(Stored items)

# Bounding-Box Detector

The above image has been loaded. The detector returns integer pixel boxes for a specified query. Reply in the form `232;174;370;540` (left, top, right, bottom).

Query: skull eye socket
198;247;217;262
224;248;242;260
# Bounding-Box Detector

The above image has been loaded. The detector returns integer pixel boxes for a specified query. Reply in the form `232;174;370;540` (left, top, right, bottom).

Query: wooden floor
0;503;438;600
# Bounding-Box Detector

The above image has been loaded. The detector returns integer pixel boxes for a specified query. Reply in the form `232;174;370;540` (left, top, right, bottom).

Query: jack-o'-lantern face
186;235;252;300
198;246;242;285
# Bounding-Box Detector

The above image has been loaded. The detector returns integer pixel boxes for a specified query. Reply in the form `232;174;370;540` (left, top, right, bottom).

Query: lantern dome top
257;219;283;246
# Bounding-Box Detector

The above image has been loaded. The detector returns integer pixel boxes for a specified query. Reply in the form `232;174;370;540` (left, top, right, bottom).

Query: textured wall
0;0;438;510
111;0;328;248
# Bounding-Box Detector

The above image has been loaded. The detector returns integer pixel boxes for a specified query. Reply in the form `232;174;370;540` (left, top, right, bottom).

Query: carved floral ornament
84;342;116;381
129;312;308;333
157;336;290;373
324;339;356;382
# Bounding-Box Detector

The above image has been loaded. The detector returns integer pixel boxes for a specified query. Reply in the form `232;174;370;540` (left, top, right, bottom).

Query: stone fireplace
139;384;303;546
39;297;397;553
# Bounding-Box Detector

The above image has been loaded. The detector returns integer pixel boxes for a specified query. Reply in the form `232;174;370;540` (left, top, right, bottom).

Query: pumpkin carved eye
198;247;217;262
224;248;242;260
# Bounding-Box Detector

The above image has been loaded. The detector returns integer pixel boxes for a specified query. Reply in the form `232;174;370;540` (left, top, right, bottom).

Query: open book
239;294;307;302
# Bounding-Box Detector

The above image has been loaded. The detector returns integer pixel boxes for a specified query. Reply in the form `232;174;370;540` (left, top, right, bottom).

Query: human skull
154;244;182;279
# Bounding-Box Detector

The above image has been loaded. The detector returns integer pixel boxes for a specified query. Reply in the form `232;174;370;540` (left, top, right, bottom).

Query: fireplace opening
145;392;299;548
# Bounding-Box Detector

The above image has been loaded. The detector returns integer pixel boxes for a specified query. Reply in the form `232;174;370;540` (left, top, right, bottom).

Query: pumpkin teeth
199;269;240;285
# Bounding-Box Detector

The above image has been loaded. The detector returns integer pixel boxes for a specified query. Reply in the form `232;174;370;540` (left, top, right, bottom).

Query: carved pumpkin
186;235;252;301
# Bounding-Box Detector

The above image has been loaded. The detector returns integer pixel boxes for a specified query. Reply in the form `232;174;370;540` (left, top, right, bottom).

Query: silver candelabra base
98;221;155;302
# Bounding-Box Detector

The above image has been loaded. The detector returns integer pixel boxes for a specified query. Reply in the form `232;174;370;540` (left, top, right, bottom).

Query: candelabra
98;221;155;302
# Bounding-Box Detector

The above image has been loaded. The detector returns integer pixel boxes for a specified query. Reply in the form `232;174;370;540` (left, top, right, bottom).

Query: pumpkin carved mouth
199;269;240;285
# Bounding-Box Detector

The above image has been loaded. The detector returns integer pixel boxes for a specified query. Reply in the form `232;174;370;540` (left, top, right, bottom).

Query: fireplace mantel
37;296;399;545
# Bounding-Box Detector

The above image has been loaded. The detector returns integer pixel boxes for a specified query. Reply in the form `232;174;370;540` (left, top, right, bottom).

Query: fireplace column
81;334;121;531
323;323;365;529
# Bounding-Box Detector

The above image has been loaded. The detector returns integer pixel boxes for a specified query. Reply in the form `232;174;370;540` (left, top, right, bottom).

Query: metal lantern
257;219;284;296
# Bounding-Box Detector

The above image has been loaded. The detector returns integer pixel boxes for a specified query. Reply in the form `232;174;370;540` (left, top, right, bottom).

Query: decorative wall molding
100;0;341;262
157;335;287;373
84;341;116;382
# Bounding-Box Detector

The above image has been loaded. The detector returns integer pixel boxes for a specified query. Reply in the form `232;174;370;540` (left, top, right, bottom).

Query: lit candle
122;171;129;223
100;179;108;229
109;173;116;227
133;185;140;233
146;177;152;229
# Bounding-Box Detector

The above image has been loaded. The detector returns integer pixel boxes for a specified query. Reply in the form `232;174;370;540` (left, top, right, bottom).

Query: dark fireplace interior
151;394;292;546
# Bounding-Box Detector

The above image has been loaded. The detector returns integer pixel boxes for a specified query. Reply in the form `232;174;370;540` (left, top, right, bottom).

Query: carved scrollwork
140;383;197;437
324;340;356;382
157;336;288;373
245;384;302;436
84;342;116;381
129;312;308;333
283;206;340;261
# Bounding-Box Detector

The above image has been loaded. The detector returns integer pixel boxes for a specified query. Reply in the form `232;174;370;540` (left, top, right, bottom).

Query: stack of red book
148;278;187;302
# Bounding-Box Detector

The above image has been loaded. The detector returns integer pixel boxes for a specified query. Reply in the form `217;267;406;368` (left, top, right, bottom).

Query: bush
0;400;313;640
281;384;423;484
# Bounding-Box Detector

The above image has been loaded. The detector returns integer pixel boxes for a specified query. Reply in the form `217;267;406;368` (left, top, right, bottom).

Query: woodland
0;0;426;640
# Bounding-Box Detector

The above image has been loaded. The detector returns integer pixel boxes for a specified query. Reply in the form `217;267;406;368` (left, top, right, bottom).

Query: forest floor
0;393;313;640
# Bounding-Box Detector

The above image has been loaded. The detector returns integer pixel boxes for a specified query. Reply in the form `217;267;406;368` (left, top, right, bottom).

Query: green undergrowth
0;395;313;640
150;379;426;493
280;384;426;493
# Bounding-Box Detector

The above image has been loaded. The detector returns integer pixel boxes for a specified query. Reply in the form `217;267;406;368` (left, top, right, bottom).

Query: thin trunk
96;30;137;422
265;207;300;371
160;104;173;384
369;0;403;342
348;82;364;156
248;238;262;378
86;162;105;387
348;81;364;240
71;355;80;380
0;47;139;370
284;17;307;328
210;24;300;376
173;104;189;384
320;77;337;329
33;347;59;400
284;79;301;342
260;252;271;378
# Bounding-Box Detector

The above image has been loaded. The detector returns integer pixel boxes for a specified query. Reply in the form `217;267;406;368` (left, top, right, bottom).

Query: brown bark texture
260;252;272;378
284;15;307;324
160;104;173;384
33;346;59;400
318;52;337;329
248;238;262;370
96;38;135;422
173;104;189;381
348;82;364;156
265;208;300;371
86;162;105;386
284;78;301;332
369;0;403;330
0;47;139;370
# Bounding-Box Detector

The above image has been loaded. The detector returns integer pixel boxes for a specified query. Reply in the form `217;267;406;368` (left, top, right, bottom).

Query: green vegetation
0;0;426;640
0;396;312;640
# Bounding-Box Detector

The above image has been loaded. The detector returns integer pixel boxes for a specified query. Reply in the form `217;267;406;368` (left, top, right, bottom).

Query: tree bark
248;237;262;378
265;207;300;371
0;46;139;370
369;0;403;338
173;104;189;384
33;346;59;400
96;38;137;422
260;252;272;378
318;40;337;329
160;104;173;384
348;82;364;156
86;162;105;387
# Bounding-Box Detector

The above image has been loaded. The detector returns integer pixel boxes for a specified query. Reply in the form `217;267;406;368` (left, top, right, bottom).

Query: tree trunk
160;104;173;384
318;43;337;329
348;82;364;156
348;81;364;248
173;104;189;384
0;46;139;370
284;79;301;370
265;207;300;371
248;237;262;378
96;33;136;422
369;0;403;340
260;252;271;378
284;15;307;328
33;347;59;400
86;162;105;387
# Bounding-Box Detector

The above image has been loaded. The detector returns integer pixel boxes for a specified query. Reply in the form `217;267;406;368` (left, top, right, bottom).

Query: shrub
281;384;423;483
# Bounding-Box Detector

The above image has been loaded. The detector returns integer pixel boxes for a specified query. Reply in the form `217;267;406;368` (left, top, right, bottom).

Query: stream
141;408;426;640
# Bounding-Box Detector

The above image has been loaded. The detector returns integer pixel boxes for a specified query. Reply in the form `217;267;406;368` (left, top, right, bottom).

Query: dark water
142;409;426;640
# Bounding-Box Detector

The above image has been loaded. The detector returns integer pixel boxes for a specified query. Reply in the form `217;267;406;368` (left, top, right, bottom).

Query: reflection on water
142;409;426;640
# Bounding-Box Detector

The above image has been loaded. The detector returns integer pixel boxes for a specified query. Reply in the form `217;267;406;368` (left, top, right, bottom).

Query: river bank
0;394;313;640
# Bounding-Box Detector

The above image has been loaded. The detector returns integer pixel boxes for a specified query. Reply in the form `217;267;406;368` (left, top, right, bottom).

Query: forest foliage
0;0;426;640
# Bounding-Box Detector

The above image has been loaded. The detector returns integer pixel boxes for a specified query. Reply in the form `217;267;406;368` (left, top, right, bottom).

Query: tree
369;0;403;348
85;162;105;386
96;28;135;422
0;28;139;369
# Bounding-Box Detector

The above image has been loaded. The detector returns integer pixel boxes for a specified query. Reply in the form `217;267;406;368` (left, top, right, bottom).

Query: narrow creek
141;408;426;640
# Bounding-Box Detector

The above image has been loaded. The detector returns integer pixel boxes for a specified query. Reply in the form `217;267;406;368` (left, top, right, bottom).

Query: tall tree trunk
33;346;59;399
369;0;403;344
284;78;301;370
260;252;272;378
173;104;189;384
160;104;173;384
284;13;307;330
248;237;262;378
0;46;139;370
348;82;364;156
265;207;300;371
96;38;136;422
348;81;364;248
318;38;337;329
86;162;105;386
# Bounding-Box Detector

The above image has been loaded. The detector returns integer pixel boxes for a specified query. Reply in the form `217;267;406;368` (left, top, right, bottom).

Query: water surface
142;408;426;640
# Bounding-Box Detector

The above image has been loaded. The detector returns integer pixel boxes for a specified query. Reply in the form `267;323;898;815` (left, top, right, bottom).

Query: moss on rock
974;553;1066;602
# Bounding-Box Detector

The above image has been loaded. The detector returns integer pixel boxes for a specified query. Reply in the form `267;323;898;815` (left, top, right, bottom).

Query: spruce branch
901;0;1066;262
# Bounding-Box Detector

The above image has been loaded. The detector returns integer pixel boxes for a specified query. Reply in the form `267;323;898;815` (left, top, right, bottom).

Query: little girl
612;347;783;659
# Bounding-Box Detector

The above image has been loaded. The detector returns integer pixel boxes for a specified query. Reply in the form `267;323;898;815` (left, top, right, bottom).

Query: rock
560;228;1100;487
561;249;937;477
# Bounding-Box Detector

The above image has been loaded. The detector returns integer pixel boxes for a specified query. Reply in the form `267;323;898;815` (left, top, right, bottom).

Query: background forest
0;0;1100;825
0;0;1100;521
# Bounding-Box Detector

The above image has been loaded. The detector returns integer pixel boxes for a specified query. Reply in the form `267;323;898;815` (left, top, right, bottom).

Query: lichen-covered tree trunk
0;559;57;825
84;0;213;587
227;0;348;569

→ Goal of the exercise:
Please report how many lines above contain the word "forest". Reply with the number alone.

→ Output below:
3